## 課題
下の抜粋文を読んで、次の問いに答えてください。
(a) 法務省が発表した2018年6月現在の在留外国人数は何人ですか。
(b) 筆者が大学で選んだ専攻は何ですか。
(c) 在留外国人のなかで、在日コリアンは何番目に多いですか。
───── 抜粋文 ─────
海外から見ると、日本は単一民族国家の典型だと認識されています。しかし事実は違います。先住民族もいるし移民もいます。法務省が発表した2018年6月現在における在留外国人数 は263万人2) であり、2018年7月現在における日本の総人口数12,653万人3) の約2%を占めています。同時に、少子高齢化社会が進む日本には、労働力不足問題を解消するため、移民も増加していく傾向があります。
はたしてこの日本で、移民たちは自分たちの民族教育を継承できるでしょうか?これから出てくる外国人労働者問題を解決するためにも、まずは既存の移民問題に向き合わなければならないと思っています。私は、日本の中でも歴史の長い「朝鮮学校」の問題を事例として、日本での多文化教育を研究しています。
【進 淑姣/公共政策大学院修士1年】
中国人なのに、なぜ日本での朝鮮学校問題を研究したくなったのか?
私は中国出身です。多くの留学生と同じ、私も子供のころからずっと日本の文化が好きです。文化と言っても、最初はアニメ、ドラマなど映像ばかりを見ていました。大学の時も、当時人気の専門より自分が好きな日本語専攻を選びました。
大学四年生の時、当時中国で話題になった銀行職員へのセクハラ事件をきっかけに、中国と日本での職場ハラスメントに対する認識を卒業論文の内容にしました。その問題を理解するため、SNSでビデオを探している中で、「いま、“在日”として生きる~大阪・朝鮮学校の1年」というドキュメンタリーを見ました。「俺たちは何か悪いことをしましたか。」と先生に質問している学生たちの顔を見たら、悲しくて涙が出ました。もし自分は彼らの立場になったらと想像してみました。大きな声で世間に叫びたいけど、誰も聞こえないふりをしています。「だったら、私が聞きにいきます!」と強く思って、日本に来ました。
日本ではそんなに外国人がいるの?
冒頭にお伝えした通り、日本は在留外国人が総人口の約2%を占めています。在留外国人数は年々増加しており、少子高齢化の進行によって総人口が減少していく中で、その比率も上がっていくことが予想されます。そして在留外国人のなかでは、在日コリアンは中国人に次いで2番目に多くなっています。
───── 収録データ ─────
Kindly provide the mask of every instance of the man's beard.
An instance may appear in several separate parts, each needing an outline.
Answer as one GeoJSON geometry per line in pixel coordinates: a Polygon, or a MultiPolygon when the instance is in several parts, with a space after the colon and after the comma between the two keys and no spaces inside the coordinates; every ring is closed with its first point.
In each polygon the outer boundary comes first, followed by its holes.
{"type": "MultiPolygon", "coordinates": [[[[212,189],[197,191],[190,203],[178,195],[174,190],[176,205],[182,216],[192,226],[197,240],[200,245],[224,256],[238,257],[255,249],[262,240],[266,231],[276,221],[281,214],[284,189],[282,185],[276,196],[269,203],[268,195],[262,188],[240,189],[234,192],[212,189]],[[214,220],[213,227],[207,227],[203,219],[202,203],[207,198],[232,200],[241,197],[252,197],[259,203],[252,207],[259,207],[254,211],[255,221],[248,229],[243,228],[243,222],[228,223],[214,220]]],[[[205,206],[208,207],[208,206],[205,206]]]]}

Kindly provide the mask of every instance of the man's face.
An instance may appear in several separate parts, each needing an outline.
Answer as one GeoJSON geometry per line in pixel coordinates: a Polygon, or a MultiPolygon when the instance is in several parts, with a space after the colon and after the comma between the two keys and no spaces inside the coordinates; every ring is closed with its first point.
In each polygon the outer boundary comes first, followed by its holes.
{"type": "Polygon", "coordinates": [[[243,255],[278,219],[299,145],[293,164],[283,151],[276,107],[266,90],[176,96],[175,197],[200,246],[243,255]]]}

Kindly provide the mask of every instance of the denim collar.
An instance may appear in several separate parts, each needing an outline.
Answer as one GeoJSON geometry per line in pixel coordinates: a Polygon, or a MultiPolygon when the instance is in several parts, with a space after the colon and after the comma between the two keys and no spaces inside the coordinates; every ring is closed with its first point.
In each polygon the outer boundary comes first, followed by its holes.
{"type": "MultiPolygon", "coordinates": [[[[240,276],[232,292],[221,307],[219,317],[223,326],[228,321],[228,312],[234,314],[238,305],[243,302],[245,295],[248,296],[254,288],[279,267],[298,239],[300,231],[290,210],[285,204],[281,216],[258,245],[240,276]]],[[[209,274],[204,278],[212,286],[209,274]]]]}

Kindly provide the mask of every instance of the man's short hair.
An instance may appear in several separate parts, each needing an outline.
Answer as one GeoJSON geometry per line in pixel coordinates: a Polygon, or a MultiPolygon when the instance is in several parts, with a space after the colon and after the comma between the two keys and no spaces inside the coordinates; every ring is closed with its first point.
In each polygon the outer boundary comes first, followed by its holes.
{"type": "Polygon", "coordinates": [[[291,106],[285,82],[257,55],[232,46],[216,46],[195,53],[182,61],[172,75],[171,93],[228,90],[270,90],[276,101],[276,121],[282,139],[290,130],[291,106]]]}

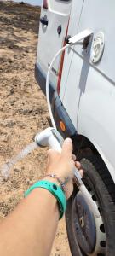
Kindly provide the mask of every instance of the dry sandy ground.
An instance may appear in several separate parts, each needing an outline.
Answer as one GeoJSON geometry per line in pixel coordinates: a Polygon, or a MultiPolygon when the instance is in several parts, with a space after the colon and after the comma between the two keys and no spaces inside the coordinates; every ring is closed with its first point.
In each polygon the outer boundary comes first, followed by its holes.
{"type": "MultiPolygon", "coordinates": [[[[34,79],[39,12],[29,5],[0,2],[1,166],[48,125],[45,97],[34,79]]],[[[12,168],[8,181],[1,182],[1,218],[44,173],[45,153],[45,149],[35,150],[12,168]]],[[[60,222],[51,255],[71,255],[64,219],[60,222]]]]}

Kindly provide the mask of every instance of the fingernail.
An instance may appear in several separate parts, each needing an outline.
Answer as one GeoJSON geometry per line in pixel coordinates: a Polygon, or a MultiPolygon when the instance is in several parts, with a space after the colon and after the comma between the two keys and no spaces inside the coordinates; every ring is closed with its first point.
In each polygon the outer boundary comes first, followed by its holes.
{"type": "Polygon", "coordinates": [[[66,143],[72,143],[72,139],[71,139],[70,137],[67,137],[67,138],[66,139],[66,143]]]}

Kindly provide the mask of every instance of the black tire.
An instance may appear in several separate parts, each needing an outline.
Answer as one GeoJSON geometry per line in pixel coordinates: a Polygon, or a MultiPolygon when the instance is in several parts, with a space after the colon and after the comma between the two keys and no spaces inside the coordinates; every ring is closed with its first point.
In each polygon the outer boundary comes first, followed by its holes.
{"type": "MultiPolygon", "coordinates": [[[[87,187],[92,187],[102,216],[106,232],[106,247],[104,253],[97,253],[98,256],[115,256],[115,184],[109,174],[107,168],[98,156],[81,160],[84,171],[83,182],[87,187]]],[[[70,248],[72,256],[88,255],[80,248],[78,237],[73,232],[72,206],[78,189],[75,185],[74,191],[67,202],[66,212],[66,230],[70,248]]],[[[95,256],[95,254],[91,254],[95,256]]]]}

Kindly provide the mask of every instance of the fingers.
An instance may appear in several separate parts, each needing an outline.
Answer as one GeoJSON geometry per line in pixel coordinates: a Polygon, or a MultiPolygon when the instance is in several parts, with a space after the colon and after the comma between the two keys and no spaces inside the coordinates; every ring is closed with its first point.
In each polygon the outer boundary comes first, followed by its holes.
─────
## 解答
(a) 263万人
(b) 日本語専攻
(c) 中国人に次いで2番目